_PROVIDED TEXT_
***

Is resiliency emerging as a richer version of reliability and a higher systems priority over optimization?
By John Blyler, JB Systems
Resiliency has been described as a richer metric than reliability, as resilient systems have the capacity to survive, adapt and grow in the face of change and uncertainty.
Resiliency has been proposed as yet another needed capability for today’s ever-increasingly complex, “smart” systems. Understandably, system architects and design engineers may be reluctant to add yet another “ilities-like” requirement to an already long list that includes reliability, maintainability, safety, and more.
What is resiliency, especially when applied to the engineering of complex hardware-software embedded systems? What is the difference between resiliency and reliability with feedback and control? Or the difference between resiliency and maintainability in terms of some measure of repairability that would restore partial or full functionality over a specified period of time and in a specified environment? What are some of the quantitative measures of a resilient system? This paper will attempt to answer these questions.
First, to help avoid semantic entanglements, let’s define a few terms. In general, a resilient system is one that can recover from a failure. INCOSE defines resilience as the capability of a system with specific characteristics before, during and after a disruption to absorb the disruption, recover to an acceptable level of performance, and sustain that level for an acceptable period of time. Further, it lists the main attributes of resilience as capacity, flexibility, tolerance and cohesion (1).
The IEEE adds a security element to resilience by defining it as a combination of trustworthiness and tolerance. (2) Wikipedia describes resilient control systems as those that maintain a state of awareness and an accepted level of operational normalcy in response to disturbances, including threats of an unexpected and malicious nature. (3)
It’s noteworthy that resilience is not defined in the usual reliability terms of subsystem or component MTBF and MTTR numbers. As Jim Rodenkirch notes (4), resiliency is the extended part of the reliability problem that deals with what can “go wrong” across the breadth of the system-of-system (SOS) domain and the time required to “undo the wrong” to return the system to an acceptable – albeit different – level of operation.

***

_SHORT TASK 1_
Translate this sentence from the resiliency article into Spanish: "In general, a resilient system is one that can recover from a failure."
_SHORT TASK 2_
Carry on the article about resiliency and reliability, starting after its final sentence.

***

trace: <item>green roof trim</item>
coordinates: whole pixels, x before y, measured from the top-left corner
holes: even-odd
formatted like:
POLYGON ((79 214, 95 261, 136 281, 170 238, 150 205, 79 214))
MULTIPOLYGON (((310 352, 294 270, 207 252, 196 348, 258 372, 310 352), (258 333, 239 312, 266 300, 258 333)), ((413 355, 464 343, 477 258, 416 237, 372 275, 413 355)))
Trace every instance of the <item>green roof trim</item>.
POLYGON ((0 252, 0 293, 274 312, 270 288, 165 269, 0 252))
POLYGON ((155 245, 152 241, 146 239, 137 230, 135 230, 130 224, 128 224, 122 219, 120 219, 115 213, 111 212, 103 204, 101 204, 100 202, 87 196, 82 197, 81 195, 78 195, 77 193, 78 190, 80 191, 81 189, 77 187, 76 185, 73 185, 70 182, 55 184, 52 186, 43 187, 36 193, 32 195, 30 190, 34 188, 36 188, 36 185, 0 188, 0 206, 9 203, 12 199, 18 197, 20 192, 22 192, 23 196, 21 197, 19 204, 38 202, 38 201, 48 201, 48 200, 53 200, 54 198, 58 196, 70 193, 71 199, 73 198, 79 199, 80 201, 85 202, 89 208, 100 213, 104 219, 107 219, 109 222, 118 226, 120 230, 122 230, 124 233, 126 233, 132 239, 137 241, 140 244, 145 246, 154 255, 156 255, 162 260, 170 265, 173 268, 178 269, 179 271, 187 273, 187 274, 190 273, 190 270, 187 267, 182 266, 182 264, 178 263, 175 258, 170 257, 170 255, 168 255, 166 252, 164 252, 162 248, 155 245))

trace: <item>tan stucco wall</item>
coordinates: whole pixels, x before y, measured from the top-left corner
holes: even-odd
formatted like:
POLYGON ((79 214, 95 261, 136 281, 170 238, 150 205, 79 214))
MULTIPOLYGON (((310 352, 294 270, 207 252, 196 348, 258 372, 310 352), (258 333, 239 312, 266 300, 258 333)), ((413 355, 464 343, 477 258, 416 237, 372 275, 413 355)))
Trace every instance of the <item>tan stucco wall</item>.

***

_FINAL RESULT 1_
En general, un sistema resiliente es aquel que puede recuperarse de una falla.

_FINAL RESULT 2_
Resiliency has been described as a richer metric than reliability, as resilient systems have the capacity to survive, adapt and grow in the face of change and uncertainty.(5) In today’s world of complex embedded systems, resiliency might be equated with “smart recovery” systems, those that contained the capacity to evaluate and act on situational inputs via microprocessor hardware, software and connectivity to other systems like the Internet.
Unlike reliability, maintainability and systems safety, resilience is less of a specific topic and more of an over-arching set of considerations and design principals that help a system recover from a disruption. For our purposes, we are considering designed-in resilience, as opposed to intrinsic resilience, where the latter is the focus of material science, psychology and ecology.
A good analogy that ties resiliency, reliability and maintainability together is provided by Ivan Mactaggart, Principal Systems Engineer at Dstl, and President-Elect INCOSE UK – INCOSE: “My car is reliable in that it starts every time and has never broken down. The vehicle is reliable in part due to scheduled maintenance by a trained mechanic, which helps it performs the primary transportation function. However, it is not resilient to a head-on impact with another vehicle, in which case it may no longer perform its primary function. It is not resilient to that shock. I might be able to return the car to a normal (acceptable) level of performance with repair. Or the damage may be too severe to repair.”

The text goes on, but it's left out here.